— GOAL OF THE EXERCISE —
Please continue the blog post about the Paul Klee exhibition at the Tate Modern, starting after its last sentence.

— PASSAGE SHOWN —
Saturday, December 21, 2013

A Bit of Art - Paul Klee

I really enjoyed two days looking around the Tate Modern.
On Monday I went to the major exhibition on Paul Klee. It was wonderful. Early works were from 1912-13 from work made in Munich when he was with Kandinsky and Marc in Der Blaue Reiter. These works are small, intricate and intense. The show covered his life up until his last work of 1940.
His work is wonderful and intense and what is amazing is the variety and invention of the processes he explored all through his working life. He was also a professional violinist and his wife Lily a pianist. So music and colour were his enduring anchors. His watercolours and gouaches are just luminous. They just skip on the paper. The scale of his work is very intimate and it's wonderful to be able to view them up close. In the first part of 1914 after a painting trip to Tunisia he wrote 'Colour possesses me. I don't have to pursue it. it will possess me always. I know it. That's the meaning of this happy hour: colour and I are one. I am a painter.'
Klee survived the war of 1914-18. By the time he was drafted there was a German policy not to send artists to the front as so many had been killed. Of Klee's friends, Macke was killed in December 1914 and Marc in 1916. it was amazing to find out about this government policy.
Also incredible is to remember that mutinies within the German Fleet lead to a German revolution in 1918 following the Russian one in 1917. Klee went back to Munich and was active in the Action Committee of Revolutionary Artists. But in 1919 when the Weimar German army put down the revolutionary bodies many supporters were executed. Klee went to Zurich where he met many of the Dada artists.

— DATA LINES —
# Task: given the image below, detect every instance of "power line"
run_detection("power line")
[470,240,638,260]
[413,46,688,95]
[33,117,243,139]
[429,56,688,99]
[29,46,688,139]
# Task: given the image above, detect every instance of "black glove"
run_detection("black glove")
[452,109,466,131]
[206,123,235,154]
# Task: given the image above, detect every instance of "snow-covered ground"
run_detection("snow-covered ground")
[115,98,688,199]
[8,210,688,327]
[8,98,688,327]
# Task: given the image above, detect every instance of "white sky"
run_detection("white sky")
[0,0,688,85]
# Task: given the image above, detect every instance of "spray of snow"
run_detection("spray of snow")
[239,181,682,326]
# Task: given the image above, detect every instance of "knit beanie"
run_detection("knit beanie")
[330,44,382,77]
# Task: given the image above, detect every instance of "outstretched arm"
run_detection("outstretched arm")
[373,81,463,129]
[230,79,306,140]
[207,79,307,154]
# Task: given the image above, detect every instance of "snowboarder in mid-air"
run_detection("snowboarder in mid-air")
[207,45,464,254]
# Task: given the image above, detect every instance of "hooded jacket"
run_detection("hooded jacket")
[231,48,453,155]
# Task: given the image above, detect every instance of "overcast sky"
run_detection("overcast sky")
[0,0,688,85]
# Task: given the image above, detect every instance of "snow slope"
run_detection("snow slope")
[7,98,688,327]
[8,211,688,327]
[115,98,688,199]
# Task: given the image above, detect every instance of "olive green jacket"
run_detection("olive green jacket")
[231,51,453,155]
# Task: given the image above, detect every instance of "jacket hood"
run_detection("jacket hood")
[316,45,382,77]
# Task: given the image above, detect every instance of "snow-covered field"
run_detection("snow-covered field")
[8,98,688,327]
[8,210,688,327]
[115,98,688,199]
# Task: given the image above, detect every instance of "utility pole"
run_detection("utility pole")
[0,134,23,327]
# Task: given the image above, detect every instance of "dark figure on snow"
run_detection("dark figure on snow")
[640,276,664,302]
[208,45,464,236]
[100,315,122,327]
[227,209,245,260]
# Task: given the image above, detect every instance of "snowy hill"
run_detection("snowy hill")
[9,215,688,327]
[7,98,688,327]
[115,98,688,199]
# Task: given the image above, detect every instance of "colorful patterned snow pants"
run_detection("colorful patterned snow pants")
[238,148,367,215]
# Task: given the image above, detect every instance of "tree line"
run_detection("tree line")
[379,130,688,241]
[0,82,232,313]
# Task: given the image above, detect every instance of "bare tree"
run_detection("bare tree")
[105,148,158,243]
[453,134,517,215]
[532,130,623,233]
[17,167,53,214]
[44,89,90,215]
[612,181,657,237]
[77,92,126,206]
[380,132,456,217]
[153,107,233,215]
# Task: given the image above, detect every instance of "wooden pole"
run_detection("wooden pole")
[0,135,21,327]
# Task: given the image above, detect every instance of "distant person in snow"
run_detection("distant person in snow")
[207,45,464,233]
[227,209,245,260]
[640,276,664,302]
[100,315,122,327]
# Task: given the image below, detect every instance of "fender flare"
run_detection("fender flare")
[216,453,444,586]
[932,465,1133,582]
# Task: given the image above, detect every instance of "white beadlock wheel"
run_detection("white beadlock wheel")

— RESULT —
In 1921 he joined the Bauhaus. It was fantastic to see in many works his exploration of colour opposites and colour theory. There are clear watercolours and very dramatic explorations of yellow/violet in oil - so magnificent on a bed of dark.
The works where he made imagery from careful gradations of transparent colour over opposite colour to create tonal neutrals are just mind boggling. They look so simple and childlike at first and then when you try and work out how they were produced it's just amazing. These works and the soft grid works exploring colour and surface are the ones I admire the most. But all of the work I saw was just beautiful.
There were many examples of his 'transfer-method'. Basically he monoprinted by tracing drawings to get beautifully sensitive black lines onto a new blank paper which he then coloured. The contrast between the broken fragile black ink line and the fresh luminosity of colour is so Klee.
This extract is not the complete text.